> _Excerpted passage_:
I think we’re normal parents as our other kids aren’t like this.

She is expected to get up by 8 am , with bed made, and not go back to bed, but this is complicated by the fact that I will often nap in the day as I have difficulties that impact my sleep and then she will go back to bed/sit in her room doing whatever she does.

Her curfew was 6pm, until she turned 18 and now it’s 9pm, which isn’t a massive concession, as everything closes at 9pm anyway! She also wasn’t allowed to go to sleepovers, unless I knew both parents really, really well.

She has always been in proper therapy and these assessments spring from whatever she’s saying in her therapy sessions, hence this ED assessment now, even though neither her dad or I see any evidence of an ED, and her weight is stable.

I’m going to talk to my husband about the points you raise as I think it’s helpful as you’ve been that kid.

I also want to say that I think it’s awful that your parents showed the world how much they loved you by buying you things, but showed you that they didn’t by not putting boundaries in place. You have made a success of your life in spite of them, not because of them, and you need to always remember that. And you have been successful, regardless of material things, or jobs, or anything else. You’ve taken the time to help a complete stranger, and that means a lot to me 🌺

A 6pm curfew until 18 isn’t normal OP, neither is a 9pm curfew now (why does she need a curfew?!) and neither is refusing for a teen to go on sleepovers unless you know the parents well (for a 6 year old yes, a 15 year old, no.)

It must be very frustrating dealing with her right now, but these are peculiar rules that she grew up with, which will not have helped with independence.

> _Problem to work on_:
Carry on the forum exchange about a grown daughter's curfew and house rules, picking up after its final sentence.

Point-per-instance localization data
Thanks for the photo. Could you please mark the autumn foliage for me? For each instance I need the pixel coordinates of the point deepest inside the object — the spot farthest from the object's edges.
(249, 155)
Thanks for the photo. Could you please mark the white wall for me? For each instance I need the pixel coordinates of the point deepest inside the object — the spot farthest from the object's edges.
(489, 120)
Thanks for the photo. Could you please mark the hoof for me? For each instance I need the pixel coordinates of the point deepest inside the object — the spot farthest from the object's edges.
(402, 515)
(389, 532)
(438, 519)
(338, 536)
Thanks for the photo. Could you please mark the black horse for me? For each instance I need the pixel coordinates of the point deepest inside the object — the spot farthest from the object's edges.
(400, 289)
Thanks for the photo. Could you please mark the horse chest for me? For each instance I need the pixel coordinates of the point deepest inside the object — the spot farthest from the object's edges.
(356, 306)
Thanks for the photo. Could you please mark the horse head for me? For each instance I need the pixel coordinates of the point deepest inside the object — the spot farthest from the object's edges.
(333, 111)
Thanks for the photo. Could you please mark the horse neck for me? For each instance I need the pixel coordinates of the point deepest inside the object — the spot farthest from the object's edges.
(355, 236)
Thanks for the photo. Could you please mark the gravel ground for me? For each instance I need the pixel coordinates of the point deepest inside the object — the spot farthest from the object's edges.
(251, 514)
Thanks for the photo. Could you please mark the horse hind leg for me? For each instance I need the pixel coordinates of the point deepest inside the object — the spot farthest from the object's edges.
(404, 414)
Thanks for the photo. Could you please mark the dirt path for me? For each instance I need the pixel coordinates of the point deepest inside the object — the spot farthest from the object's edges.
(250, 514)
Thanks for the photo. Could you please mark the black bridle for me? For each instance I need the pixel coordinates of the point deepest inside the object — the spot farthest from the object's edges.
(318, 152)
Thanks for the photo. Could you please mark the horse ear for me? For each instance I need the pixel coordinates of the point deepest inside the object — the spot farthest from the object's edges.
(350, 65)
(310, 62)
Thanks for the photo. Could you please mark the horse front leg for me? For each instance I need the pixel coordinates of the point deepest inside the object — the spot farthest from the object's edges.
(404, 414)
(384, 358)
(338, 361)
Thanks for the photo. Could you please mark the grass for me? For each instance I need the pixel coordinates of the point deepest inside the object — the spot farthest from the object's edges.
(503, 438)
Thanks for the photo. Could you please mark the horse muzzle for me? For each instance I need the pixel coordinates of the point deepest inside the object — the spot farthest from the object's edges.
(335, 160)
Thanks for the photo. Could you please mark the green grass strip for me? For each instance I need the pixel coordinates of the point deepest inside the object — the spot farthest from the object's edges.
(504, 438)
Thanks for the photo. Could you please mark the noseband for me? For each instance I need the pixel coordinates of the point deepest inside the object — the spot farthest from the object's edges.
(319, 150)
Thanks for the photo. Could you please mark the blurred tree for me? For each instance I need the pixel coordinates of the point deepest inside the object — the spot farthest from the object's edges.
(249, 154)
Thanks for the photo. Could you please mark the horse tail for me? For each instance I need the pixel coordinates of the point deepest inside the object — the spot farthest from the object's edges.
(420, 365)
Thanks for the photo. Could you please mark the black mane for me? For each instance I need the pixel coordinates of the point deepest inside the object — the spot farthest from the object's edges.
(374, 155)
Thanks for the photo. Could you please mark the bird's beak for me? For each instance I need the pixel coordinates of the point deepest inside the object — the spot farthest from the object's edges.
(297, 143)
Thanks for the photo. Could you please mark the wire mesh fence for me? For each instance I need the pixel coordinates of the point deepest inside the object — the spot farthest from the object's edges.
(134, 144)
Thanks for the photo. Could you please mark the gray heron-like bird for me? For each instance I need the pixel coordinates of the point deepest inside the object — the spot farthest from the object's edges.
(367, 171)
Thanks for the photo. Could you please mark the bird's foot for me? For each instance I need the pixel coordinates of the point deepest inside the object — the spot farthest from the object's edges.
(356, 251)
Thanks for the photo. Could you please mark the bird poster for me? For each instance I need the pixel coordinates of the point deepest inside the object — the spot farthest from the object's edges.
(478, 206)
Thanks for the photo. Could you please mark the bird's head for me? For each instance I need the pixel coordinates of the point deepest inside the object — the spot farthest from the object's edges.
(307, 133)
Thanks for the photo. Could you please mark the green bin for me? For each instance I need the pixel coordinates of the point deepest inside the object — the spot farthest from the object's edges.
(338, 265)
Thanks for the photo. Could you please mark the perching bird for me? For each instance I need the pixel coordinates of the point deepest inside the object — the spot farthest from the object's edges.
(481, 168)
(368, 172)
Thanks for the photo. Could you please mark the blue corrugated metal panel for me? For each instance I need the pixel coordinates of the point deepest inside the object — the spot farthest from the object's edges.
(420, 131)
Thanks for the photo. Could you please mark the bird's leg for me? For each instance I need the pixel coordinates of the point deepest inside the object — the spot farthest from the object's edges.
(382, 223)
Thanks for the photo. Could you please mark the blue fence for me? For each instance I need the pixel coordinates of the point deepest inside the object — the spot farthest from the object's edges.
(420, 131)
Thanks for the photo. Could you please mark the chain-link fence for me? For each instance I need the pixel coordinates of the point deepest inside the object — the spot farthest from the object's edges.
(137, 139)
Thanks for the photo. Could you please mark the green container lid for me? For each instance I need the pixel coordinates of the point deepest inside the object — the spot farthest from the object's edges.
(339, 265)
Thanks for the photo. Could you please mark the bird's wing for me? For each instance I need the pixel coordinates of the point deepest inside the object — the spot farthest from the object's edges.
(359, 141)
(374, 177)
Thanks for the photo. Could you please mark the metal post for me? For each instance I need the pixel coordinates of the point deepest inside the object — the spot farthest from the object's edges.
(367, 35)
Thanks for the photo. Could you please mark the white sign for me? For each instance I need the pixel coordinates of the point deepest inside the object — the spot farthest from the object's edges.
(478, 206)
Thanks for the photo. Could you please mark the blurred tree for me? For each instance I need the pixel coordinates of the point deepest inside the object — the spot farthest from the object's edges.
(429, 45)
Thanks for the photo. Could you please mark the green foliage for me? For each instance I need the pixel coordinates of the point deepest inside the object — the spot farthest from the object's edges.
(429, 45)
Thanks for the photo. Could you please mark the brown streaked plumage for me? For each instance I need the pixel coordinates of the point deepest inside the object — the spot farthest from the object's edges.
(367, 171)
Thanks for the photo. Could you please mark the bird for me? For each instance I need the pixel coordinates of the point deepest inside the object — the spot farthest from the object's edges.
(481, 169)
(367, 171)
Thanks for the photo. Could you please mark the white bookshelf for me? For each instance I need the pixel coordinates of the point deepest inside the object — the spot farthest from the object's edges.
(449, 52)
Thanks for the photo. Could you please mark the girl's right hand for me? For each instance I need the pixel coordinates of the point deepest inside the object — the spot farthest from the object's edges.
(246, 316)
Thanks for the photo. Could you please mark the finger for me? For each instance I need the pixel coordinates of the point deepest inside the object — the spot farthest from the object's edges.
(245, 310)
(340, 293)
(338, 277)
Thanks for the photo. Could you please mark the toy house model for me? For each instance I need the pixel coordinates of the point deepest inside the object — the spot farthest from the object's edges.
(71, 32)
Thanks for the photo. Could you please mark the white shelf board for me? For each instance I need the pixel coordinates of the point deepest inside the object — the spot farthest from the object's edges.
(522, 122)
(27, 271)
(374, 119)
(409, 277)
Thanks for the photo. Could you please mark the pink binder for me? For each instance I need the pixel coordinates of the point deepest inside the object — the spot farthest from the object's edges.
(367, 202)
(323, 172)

> _The answer_:
I’d get a second opinion on depression and ADHD as it really sounds like both may (may) be in play, and if so appropriate medication may help.

Sort that out, get her medication sorted (even if it’s just the existing anxiety meds) and then I think you all need a break from each other - I would move heaven on earth to make a gap year in Australia (or whatever - anything) and fund a ticket. I think she’ll do much better out on her own.

theduchessofspork · 07/11/2023 13:55

MrsBennetsPoorNerves · 07/11/2023 12:40

In answer to your initial question, I don't think you are BU to expect her to do a fair share of household chores. I don't think she should have to take responsibility for her brother's laundry, but otherwise, what you're asking her to do is entirely reasonable.

And I know that you didn't ask for opinions on your parenting style or the wider issues, but I do feel compelled to comment. Ignore it if you wish, but it is genuinely meant in the spirit of being helpful.

I think you sound very dismissive of your dd's issuet. It comes across as if you think that there isn't really anything wrong with her, so she needs to just pull herself together.

I accept that she might not have had any formal diagnosis, and this might be frustrating, but the fact is that there is clearly something very wrong with your dd's mental health. From what you describe, she has gone from being a happy, engaged and successful young woman to being an anxious, withdrawn and disengaged one. I'm pretty sure that she would not choose to live like this if something wasn't wrong. At her age, she should be out and about making the most of what life has to offer. There is a reason why she has stopped living a full life, whether you have a label/diagnosis to stick on that reason or not.

You sound disappointed in her and frustrated with her. No matter how hard you try, this is probably coming across. The thing is, she is probably disappointed and frustrated with herself. She needs help, not judgement. And yes, I know you've paid for therapy etc so you're trying. And it must be very hard if you're also coming to terms with your own disability, which you said is a recent development. You have a lot on your plate, and I sympathise. But your dd is clearly very unhappy and you don't need a doctor to diagnose this. If she could flip a switch and suddenly be happy again, I'm sure that she would choose that option.

Agreed.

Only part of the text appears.